● **Instructions for the task**
Extract each line of the rows that contains the string "table".
______
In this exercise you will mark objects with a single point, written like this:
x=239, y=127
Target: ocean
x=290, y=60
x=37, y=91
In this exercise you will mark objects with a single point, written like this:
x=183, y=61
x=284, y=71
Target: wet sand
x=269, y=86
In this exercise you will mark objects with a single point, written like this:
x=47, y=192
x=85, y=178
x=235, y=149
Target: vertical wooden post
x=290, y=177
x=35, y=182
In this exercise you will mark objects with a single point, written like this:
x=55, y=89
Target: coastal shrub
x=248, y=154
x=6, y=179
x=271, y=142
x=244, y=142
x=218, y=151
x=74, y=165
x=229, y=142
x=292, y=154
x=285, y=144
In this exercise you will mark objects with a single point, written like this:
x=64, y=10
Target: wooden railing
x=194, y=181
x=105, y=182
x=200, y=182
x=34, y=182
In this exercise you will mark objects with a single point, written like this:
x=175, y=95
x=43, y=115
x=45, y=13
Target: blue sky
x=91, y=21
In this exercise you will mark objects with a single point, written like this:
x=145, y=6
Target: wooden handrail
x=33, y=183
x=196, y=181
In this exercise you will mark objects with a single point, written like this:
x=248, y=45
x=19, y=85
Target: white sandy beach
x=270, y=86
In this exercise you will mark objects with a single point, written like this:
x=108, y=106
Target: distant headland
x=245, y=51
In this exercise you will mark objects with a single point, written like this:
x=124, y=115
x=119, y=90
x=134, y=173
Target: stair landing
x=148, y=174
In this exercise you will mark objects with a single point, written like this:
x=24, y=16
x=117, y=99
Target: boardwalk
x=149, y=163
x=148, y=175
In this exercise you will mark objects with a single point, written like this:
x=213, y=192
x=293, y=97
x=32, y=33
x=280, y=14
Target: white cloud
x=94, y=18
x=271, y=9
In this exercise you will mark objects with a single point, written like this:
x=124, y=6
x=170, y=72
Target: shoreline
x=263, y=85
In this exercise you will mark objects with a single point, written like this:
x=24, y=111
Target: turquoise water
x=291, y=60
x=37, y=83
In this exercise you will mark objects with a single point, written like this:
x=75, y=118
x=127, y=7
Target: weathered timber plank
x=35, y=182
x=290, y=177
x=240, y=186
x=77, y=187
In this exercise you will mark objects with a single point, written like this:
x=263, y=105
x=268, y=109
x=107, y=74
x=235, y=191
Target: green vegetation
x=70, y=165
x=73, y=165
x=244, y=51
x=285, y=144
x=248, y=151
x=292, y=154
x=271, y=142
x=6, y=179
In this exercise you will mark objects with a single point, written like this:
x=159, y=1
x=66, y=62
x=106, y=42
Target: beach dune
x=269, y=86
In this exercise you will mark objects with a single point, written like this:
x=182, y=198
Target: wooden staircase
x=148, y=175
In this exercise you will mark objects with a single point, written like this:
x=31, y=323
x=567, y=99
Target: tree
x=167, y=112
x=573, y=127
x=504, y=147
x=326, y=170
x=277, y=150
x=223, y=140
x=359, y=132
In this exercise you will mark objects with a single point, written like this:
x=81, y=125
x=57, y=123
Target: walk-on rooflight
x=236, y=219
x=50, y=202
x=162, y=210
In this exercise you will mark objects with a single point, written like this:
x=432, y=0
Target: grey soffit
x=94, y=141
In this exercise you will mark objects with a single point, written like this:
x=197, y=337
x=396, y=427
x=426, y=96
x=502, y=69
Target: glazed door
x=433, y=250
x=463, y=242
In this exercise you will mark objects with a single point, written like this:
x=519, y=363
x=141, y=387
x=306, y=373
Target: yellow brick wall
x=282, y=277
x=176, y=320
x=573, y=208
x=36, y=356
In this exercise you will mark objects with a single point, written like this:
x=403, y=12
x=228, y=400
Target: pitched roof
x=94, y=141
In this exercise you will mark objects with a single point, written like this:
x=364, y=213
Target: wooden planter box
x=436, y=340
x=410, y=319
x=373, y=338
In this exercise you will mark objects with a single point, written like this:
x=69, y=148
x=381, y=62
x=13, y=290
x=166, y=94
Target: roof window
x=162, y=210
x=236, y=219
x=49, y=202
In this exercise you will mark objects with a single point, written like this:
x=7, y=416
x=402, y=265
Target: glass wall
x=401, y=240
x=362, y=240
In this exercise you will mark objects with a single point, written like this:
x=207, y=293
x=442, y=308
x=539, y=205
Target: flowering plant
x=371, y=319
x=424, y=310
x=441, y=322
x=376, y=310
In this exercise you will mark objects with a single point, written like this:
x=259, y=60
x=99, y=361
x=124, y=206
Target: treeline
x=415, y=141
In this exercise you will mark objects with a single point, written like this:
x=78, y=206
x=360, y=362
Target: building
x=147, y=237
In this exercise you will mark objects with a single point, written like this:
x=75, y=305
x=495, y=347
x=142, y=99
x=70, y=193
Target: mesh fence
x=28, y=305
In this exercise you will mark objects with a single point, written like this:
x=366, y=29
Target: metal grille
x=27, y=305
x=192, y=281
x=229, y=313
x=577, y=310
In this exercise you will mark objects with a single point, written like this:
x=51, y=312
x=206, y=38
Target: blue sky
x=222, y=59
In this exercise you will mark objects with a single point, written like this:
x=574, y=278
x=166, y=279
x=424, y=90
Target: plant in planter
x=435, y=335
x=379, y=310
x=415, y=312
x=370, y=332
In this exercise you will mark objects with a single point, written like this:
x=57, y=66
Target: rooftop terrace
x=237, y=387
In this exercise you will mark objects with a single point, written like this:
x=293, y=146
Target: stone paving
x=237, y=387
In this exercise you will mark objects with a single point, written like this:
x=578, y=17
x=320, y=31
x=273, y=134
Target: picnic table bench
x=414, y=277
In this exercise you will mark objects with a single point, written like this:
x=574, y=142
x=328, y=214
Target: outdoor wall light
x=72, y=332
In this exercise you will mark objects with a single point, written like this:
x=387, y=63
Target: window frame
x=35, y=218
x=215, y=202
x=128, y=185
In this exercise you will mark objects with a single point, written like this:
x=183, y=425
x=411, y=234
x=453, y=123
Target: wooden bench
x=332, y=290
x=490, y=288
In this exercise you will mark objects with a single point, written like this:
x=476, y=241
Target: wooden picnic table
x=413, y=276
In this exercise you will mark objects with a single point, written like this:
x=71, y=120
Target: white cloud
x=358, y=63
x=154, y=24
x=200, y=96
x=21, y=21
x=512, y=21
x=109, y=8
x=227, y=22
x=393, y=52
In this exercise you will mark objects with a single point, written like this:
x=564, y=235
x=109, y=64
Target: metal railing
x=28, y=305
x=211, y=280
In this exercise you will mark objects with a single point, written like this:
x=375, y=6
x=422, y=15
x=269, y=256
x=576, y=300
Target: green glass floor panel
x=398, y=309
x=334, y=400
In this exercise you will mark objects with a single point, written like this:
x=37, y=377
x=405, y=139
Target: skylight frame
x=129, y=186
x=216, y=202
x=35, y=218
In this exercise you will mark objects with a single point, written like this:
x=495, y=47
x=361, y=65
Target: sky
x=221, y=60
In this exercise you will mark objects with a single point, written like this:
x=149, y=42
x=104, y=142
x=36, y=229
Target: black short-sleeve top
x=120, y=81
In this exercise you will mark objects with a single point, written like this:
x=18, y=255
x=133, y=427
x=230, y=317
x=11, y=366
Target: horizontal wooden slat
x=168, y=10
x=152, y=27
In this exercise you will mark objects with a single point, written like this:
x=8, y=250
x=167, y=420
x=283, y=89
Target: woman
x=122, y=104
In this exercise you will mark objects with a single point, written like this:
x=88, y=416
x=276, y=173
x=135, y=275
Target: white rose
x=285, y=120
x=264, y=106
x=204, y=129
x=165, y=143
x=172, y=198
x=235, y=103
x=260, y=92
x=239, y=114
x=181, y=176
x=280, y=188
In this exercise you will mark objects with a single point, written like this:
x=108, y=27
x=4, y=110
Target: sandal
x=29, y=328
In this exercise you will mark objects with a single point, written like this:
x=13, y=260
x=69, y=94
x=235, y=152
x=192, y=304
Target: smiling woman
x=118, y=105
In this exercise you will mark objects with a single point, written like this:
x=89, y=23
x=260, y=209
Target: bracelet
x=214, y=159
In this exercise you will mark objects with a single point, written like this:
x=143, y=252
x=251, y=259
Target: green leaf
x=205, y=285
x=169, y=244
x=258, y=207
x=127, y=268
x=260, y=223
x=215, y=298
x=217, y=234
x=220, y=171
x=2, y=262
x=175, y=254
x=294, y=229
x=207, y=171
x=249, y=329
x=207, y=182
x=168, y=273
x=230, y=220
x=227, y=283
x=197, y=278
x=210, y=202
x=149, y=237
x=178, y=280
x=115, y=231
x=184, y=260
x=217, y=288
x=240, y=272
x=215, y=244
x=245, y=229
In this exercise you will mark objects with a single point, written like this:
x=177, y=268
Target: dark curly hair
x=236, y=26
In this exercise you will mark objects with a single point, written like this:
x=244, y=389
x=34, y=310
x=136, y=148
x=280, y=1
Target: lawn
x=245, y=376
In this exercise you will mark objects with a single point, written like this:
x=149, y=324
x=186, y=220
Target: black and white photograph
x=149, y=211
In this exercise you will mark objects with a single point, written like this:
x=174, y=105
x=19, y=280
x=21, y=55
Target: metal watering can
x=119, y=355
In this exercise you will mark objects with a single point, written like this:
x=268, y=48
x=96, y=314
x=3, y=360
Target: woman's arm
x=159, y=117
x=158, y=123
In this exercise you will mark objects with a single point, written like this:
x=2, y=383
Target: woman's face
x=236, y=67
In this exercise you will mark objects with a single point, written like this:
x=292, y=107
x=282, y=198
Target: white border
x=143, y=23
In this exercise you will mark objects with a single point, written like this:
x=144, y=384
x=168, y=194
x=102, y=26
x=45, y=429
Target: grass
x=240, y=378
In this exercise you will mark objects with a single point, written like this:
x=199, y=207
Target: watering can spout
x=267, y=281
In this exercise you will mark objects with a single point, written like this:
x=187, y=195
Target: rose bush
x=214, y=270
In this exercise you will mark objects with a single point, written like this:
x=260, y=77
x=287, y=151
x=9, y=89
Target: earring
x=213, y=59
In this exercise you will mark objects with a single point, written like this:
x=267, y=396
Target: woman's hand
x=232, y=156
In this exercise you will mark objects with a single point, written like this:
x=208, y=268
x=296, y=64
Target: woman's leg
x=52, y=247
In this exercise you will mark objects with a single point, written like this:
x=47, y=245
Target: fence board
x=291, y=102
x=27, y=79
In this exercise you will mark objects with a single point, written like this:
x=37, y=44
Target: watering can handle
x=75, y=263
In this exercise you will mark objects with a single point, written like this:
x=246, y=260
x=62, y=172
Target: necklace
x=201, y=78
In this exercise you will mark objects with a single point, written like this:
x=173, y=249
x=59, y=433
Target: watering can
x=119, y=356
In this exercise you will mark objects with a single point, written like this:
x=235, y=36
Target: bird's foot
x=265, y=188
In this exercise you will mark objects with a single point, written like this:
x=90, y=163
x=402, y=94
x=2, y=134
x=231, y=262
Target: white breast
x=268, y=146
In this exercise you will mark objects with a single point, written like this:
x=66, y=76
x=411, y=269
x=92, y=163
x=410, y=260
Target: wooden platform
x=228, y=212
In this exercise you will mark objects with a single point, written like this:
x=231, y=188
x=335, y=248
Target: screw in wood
______
● **Result**
Target: picnic table bench
Target: wooden picnic table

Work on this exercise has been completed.